─── Information shown ───

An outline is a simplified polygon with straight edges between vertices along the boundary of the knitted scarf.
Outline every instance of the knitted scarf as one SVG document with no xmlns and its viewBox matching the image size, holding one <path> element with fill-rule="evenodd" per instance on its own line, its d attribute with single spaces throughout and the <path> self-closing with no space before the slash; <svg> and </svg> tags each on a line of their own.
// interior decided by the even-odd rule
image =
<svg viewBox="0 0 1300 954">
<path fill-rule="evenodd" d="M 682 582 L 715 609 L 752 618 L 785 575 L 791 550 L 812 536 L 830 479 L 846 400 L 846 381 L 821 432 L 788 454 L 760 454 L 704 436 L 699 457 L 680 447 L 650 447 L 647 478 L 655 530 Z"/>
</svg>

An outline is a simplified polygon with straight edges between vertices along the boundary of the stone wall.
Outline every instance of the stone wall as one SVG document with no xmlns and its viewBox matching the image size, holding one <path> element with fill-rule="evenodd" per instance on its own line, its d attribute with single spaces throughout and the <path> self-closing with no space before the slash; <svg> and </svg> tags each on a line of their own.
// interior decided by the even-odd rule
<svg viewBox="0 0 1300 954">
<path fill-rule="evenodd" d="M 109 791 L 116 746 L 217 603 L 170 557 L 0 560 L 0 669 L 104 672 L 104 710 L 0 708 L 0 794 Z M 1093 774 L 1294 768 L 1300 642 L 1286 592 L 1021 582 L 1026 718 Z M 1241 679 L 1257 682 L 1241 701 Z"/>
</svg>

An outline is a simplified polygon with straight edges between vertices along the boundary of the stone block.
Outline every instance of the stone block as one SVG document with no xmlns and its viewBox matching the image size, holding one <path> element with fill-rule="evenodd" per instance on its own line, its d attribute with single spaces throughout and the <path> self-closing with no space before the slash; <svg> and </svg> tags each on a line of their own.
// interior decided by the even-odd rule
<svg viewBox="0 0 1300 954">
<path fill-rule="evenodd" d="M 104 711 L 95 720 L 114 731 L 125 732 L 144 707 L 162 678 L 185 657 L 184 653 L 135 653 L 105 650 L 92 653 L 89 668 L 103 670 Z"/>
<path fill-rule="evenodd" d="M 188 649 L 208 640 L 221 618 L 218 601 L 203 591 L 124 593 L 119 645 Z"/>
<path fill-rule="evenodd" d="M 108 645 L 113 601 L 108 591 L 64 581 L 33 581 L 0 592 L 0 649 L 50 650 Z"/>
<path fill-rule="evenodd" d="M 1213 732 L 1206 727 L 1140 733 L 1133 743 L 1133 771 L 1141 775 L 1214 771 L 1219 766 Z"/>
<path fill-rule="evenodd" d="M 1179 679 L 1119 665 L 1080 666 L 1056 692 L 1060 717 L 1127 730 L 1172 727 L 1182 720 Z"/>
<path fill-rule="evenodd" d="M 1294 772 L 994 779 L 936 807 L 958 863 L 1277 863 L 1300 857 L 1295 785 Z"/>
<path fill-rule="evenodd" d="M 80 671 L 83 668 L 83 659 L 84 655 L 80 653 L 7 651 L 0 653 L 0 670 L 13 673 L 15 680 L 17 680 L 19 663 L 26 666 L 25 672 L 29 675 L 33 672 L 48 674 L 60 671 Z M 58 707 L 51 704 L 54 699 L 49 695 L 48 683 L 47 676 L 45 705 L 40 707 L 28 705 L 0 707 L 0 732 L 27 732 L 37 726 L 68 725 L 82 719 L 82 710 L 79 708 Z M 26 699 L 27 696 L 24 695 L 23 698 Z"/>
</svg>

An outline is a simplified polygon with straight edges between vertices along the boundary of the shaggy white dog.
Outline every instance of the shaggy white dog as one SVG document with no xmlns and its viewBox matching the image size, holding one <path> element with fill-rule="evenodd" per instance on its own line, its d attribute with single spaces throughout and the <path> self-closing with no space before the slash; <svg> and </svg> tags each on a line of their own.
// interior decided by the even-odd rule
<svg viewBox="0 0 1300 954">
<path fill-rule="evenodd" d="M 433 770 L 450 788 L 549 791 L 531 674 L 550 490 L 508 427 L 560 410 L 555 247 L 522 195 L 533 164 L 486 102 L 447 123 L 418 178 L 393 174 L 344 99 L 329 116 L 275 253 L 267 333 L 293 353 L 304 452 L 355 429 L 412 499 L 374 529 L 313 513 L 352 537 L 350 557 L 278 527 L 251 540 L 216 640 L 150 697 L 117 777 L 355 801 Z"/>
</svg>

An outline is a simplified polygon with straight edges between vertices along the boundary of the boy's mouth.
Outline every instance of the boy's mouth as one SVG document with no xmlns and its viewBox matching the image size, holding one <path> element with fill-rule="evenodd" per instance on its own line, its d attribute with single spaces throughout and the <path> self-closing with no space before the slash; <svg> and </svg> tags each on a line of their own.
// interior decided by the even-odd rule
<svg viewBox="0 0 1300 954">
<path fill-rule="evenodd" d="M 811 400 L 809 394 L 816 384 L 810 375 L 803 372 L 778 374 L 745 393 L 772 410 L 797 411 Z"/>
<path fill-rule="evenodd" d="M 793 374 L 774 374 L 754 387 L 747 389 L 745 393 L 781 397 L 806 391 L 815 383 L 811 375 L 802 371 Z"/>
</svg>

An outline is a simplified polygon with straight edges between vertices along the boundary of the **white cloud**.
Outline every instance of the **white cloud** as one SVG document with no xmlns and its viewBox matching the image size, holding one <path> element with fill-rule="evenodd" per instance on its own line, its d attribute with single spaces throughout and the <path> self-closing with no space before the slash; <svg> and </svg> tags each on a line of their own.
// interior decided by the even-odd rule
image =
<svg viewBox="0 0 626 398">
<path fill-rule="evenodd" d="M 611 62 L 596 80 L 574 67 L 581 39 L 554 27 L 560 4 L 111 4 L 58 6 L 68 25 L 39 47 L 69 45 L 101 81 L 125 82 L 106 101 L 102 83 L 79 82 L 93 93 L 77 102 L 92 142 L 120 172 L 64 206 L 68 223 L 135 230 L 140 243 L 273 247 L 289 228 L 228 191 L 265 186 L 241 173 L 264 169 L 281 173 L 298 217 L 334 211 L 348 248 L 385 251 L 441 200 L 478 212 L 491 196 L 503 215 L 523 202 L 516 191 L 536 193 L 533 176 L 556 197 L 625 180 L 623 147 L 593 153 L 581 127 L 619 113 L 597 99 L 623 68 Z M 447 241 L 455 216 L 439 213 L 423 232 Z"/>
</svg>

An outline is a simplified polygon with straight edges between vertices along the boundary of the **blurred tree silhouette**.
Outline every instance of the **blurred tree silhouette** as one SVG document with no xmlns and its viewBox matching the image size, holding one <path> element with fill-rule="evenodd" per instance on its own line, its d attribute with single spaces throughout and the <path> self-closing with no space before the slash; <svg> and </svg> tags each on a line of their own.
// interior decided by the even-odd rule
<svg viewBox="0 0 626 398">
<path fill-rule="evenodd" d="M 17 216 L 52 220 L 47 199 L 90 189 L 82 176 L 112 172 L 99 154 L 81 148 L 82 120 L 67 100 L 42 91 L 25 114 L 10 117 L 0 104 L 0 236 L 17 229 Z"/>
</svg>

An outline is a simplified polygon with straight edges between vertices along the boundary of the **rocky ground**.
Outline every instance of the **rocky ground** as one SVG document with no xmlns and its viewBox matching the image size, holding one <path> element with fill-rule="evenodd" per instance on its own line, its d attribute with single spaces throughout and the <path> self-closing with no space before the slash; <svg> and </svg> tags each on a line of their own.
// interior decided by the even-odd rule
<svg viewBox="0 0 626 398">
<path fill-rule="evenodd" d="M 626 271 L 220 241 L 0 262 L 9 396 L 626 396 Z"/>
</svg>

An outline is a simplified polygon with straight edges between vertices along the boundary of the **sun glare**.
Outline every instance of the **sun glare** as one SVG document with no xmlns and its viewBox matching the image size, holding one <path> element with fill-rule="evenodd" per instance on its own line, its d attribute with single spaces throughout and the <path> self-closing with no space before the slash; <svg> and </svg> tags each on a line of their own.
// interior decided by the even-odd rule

───

• **Exercise instructions**: With "block" as the string to find, copy every line of the records that holds it.

• **Answer box**:
An outline is a simplified polygon with straight edges between vertices along the boundary of the stone block.
Outline every instance of the stone block as one SVG document with no xmlns and its viewBox matching the image size, holding one <path> element with fill-rule="evenodd" per instance on its own line, its d attribute with single spaces throughout and the <path> self-closing with no space before the slash; <svg> and </svg> tags each on a line of their own.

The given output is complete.